To be done - Reproduce the following listing in full, keeping every line and character exactly as it appears.

— BEGIN Record list —

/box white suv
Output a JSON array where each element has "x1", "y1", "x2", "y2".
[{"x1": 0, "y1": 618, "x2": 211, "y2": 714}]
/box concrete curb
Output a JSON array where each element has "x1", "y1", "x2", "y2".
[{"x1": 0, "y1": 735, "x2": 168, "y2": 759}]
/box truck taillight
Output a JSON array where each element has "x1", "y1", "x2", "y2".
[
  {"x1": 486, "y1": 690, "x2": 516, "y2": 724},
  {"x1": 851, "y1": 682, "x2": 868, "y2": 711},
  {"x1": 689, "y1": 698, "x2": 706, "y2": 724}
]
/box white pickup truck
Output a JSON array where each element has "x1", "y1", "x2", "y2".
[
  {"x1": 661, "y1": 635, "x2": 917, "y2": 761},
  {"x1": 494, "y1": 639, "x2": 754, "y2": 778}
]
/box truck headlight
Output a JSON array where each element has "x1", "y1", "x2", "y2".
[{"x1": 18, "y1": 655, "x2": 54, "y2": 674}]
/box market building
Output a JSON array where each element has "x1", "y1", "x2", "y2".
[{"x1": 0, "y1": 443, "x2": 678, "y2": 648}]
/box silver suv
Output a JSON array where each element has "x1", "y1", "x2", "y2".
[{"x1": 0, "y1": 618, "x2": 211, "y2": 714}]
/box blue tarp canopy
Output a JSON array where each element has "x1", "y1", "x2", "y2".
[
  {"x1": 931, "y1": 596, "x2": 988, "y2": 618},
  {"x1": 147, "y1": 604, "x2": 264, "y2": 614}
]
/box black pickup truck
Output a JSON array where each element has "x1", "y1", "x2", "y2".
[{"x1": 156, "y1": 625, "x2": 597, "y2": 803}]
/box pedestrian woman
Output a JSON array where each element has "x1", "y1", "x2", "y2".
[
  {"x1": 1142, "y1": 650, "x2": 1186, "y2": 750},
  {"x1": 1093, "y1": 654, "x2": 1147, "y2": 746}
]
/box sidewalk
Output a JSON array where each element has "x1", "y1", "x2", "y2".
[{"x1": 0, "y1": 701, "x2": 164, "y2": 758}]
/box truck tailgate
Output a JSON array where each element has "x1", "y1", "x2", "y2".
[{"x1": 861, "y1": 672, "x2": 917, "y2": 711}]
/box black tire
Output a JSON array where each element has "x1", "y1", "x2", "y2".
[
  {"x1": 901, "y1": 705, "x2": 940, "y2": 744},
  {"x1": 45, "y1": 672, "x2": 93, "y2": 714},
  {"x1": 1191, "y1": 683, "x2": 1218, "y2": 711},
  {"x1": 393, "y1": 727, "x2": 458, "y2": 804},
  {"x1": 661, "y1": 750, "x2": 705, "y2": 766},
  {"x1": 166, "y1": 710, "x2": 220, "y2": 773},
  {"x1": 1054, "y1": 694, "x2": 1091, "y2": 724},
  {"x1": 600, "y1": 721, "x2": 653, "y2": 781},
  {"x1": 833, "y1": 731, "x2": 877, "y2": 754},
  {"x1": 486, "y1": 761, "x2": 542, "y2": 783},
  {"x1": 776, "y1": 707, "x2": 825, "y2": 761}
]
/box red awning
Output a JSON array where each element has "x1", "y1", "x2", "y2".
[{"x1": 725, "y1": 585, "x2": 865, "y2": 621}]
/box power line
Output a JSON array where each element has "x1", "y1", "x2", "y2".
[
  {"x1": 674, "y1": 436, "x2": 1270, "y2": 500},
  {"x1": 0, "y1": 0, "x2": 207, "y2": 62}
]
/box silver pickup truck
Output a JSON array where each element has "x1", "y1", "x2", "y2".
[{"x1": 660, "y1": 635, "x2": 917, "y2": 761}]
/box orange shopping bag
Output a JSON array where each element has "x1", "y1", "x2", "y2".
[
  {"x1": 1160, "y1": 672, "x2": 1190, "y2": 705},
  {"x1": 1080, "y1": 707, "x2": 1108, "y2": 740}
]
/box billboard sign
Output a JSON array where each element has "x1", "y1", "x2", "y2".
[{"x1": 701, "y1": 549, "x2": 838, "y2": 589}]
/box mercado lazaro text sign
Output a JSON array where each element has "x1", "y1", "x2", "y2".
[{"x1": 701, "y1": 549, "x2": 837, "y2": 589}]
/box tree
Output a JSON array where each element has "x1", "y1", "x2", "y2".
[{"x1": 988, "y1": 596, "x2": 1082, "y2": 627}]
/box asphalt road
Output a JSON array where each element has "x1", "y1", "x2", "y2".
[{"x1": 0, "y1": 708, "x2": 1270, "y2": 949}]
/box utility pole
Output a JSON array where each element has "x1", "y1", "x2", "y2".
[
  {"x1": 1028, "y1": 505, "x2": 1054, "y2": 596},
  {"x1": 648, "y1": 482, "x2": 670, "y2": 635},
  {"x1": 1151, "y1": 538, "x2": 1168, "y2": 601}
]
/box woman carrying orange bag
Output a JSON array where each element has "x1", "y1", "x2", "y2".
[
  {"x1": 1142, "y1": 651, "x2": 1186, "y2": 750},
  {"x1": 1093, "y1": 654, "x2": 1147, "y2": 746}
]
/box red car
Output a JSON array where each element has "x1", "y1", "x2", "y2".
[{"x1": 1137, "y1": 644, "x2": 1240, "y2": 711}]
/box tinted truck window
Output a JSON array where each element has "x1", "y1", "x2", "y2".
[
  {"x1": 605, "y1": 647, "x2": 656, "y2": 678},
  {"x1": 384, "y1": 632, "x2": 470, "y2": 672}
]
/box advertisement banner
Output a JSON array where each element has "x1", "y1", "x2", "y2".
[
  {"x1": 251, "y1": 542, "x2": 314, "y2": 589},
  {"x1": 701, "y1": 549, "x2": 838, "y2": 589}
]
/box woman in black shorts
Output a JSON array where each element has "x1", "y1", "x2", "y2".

— END Record list —

Correct result -
/box white suv
Output a JSON array where each element has "x1", "y1", "x2", "y2".
[{"x1": 0, "y1": 618, "x2": 211, "y2": 714}]
/box concrete curb
Output a JSON array where each element has "x1", "y1", "x2", "y2".
[{"x1": 0, "y1": 735, "x2": 168, "y2": 759}]
/box truck taillight
Output a JSON array where each element has "x1", "y1", "x2", "y2".
[
  {"x1": 486, "y1": 690, "x2": 516, "y2": 724},
  {"x1": 851, "y1": 682, "x2": 868, "y2": 711},
  {"x1": 689, "y1": 698, "x2": 706, "y2": 724}
]
/box white pickup truck
Output a JSON array where each element has "x1", "y1", "x2", "y2".
[
  {"x1": 661, "y1": 635, "x2": 917, "y2": 761},
  {"x1": 494, "y1": 639, "x2": 754, "y2": 778}
]
/box truck headlight
Output a JSON array where each element has "x1", "y1", "x2", "y2".
[{"x1": 18, "y1": 655, "x2": 54, "y2": 674}]
/box market building
Output a JSON array where each element has "x1", "y1", "x2", "y2".
[{"x1": 0, "y1": 443, "x2": 678, "y2": 648}]
/box silver suv
Output a JSON array where each element has "x1", "y1", "x2", "y2".
[{"x1": 0, "y1": 618, "x2": 211, "y2": 714}]
/box blue tarp canopy
Output a JSON array where each element has "x1", "y1", "x2", "y2".
[
  {"x1": 931, "y1": 596, "x2": 988, "y2": 618},
  {"x1": 147, "y1": 604, "x2": 264, "y2": 614}
]
/box black pickup truck
Output a JSON array where each element has "x1", "y1", "x2", "y2".
[{"x1": 156, "y1": 625, "x2": 597, "y2": 803}]
/box pedestrian woman
Output a JSON array where each element has "x1", "y1", "x2", "y2".
[
  {"x1": 1142, "y1": 650, "x2": 1186, "y2": 750},
  {"x1": 1093, "y1": 654, "x2": 1147, "y2": 746}
]
/box sidewalk
Output a JSON array where each element has "x1", "y1", "x2", "y2".
[{"x1": 0, "y1": 701, "x2": 164, "y2": 758}]
/box truck tailgate
Output a JSON array where each element has "x1", "y1", "x2", "y2".
[{"x1": 861, "y1": 672, "x2": 917, "y2": 711}]
/box black tire
Output a JSON array where each element has "x1", "y1", "x2", "y2".
[
  {"x1": 901, "y1": 705, "x2": 940, "y2": 744},
  {"x1": 45, "y1": 672, "x2": 93, "y2": 714},
  {"x1": 1191, "y1": 683, "x2": 1218, "y2": 711},
  {"x1": 393, "y1": 727, "x2": 458, "y2": 804},
  {"x1": 661, "y1": 750, "x2": 705, "y2": 766},
  {"x1": 166, "y1": 710, "x2": 220, "y2": 773},
  {"x1": 1054, "y1": 694, "x2": 1091, "y2": 724},
  {"x1": 600, "y1": 721, "x2": 653, "y2": 781},
  {"x1": 833, "y1": 731, "x2": 877, "y2": 754},
  {"x1": 486, "y1": 761, "x2": 542, "y2": 783},
  {"x1": 776, "y1": 707, "x2": 825, "y2": 761}
]
/box red awning
Output a JSON array where each element has "x1", "y1", "x2", "y2".
[{"x1": 725, "y1": 585, "x2": 865, "y2": 621}]
/box power line
Output a JSON array where each element has "x1", "y1", "x2", "y2".
[
  {"x1": 674, "y1": 436, "x2": 1270, "y2": 500},
  {"x1": 0, "y1": 0, "x2": 207, "y2": 62}
]
/box silver pickup truck
Output a JSON array where each element has "x1", "y1", "x2", "y2".
[{"x1": 660, "y1": 635, "x2": 917, "y2": 761}]
/box orange shopping bag
Output a JSON array where each element has "x1", "y1", "x2", "y2".
[
  {"x1": 1160, "y1": 672, "x2": 1190, "y2": 705},
  {"x1": 1080, "y1": 707, "x2": 1108, "y2": 740}
]
/box billboard sign
Output a JSON array where each element has "x1", "y1", "x2", "y2".
[{"x1": 701, "y1": 549, "x2": 838, "y2": 589}]
/box mercado lazaro text sign
Output a JSON array where each element has "x1", "y1", "x2", "y2".
[{"x1": 701, "y1": 549, "x2": 837, "y2": 589}]
/box tree
Output a JSON array where each element has "x1", "y1", "x2", "y2".
[{"x1": 988, "y1": 596, "x2": 1082, "y2": 627}]
/box asphalt road
Output a JSON array where each element has "x1", "y1", "x2", "y2".
[{"x1": 0, "y1": 708, "x2": 1270, "y2": 949}]
/box utility pole
Output a JSON array where each element has "x1", "y1", "x2", "y2".
[
  {"x1": 1028, "y1": 505, "x2": 1054, "y2": 596},
  {"x1": 648, "y1": 482, "x2": 670, "y2": 635},
  {"x1": 1151, "y1": 538, "x2": 1168, "y2": 601}
]
/box woman carrying orange bag
Output a JSON array where each element has "x1", "y1", "x2", "y2".
[
  {"x1": 1142, "y1": 651, "x2": 1186, "y2": 750},
  {"x1": 1093, "y1": 654, "x2": 1147, "y2": 746}
]
/box red car
Output a JSON array where each element has "x1", "y1", "x2", "y2".
[{"x1": 1137, "y1": 644, "x2": 1240, "y2": 711}]
/box tinted truck window
Output a JSON array where each element has "x1", "y1", "x2", "y2".
[
  {"x1": 605, "y1": 647, "x2": 656, "y2": 678},
  {"x1": 384, "y1": 632, "x2": 470, "y2": 672}
]
/box advertisement banner
Output a JSON array where each element has "x1", "y1", "x2", "y2".
[
  {"x1": 251, "y1": 542, "x2": 314, "y2": 589},
  {"x1": 701, "y1": 549, "x2": 838, "y2": 589}
]
/box woman in black shorts
Output a JSON array where each element has "x1", "y1", "x2", "y2".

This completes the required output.